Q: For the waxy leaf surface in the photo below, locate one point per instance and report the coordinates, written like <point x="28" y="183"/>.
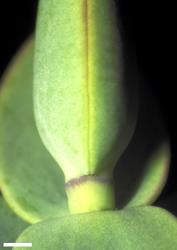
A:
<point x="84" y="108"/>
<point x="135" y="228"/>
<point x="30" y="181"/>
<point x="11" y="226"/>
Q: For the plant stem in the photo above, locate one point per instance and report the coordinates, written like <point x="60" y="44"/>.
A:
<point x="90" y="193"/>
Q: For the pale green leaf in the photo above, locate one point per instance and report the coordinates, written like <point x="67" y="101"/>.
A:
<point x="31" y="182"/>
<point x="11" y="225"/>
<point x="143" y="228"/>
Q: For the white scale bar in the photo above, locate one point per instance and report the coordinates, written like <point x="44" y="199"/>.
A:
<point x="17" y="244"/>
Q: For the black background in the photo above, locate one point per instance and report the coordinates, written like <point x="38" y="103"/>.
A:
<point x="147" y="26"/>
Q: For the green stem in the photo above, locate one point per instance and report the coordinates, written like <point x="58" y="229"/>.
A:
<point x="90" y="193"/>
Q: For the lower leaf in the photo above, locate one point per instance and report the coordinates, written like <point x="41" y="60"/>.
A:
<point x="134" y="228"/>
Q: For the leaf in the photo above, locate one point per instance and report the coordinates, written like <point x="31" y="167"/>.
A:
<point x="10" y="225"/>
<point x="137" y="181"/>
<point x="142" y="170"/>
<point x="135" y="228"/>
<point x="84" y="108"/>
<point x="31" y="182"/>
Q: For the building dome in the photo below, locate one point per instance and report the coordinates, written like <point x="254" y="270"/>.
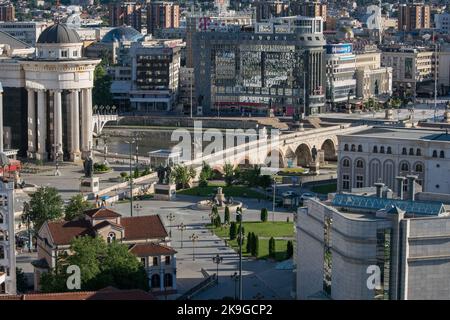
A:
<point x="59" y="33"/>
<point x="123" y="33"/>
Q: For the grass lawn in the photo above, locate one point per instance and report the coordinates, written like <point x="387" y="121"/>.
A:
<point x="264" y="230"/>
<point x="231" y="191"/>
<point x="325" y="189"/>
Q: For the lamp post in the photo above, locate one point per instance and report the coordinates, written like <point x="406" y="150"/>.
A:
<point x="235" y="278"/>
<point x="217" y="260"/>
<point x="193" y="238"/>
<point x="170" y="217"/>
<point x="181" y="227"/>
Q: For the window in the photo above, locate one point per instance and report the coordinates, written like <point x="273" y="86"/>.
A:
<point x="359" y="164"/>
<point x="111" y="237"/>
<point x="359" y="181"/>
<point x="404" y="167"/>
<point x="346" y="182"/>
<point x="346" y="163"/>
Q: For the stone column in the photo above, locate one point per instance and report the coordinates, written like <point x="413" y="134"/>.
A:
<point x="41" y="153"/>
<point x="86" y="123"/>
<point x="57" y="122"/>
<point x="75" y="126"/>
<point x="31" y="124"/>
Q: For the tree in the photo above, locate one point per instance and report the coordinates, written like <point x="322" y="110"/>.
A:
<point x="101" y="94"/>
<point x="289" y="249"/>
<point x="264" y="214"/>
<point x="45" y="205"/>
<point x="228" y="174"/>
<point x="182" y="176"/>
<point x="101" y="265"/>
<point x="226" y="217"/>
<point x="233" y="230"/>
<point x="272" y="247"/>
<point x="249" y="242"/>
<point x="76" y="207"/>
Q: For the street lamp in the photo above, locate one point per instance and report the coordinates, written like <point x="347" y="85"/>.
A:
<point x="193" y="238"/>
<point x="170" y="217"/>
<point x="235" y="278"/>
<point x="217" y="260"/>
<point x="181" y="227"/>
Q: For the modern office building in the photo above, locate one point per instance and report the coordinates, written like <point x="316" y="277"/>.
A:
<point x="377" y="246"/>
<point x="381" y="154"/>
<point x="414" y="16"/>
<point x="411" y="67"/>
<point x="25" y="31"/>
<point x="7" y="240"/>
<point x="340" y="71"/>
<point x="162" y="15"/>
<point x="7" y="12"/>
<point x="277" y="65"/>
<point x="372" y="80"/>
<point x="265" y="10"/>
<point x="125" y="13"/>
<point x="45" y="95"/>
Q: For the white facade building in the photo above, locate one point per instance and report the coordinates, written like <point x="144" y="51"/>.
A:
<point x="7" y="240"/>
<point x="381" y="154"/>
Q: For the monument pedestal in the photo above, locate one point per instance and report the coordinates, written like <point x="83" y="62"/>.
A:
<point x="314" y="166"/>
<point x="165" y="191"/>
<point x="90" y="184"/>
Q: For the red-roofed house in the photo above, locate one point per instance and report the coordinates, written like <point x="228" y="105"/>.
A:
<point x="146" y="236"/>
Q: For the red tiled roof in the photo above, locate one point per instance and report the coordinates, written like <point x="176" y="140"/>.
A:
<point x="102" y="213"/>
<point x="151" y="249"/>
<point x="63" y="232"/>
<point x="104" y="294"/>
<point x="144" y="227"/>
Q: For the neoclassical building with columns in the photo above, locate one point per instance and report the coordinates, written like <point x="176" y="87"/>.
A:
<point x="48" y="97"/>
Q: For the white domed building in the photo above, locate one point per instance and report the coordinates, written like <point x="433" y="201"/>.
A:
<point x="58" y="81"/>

====================

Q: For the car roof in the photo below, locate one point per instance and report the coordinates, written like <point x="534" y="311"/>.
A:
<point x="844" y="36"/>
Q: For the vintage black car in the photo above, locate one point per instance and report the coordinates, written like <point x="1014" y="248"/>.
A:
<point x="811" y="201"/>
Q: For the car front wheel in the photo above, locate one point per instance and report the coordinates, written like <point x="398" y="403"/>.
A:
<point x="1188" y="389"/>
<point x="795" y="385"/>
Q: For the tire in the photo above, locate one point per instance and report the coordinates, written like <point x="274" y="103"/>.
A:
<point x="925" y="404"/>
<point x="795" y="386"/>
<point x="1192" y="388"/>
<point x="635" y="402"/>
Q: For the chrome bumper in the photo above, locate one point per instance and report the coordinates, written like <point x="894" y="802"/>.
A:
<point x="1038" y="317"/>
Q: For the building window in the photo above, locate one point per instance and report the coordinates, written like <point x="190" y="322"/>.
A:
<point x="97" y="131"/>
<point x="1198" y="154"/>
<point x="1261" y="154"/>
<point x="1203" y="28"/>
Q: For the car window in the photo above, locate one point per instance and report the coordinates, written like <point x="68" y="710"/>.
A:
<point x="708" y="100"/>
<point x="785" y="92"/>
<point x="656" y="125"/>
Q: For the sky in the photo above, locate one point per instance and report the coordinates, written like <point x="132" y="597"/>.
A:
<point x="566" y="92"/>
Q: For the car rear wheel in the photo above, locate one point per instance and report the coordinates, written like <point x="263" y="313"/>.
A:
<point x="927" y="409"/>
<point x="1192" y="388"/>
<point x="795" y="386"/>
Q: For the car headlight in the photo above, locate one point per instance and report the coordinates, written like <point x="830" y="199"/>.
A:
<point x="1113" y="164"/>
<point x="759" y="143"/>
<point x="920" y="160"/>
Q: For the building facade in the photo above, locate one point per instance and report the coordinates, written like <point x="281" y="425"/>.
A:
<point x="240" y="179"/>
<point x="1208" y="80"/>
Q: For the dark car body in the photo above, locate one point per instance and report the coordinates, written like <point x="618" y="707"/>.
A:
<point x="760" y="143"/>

====================

▶ [Assignment] Copy each line above that contains the string "wheel".

▶ [Solution for this problem]
Q: For the car front wheel in the photo above, locate one point per instance and report the coordinates, written like <point x="398" y="403"/>.
Q: For the car rear wheel in the photo above, locate one point per instance and report the coordinates, written like <point x="263" y="313"/>.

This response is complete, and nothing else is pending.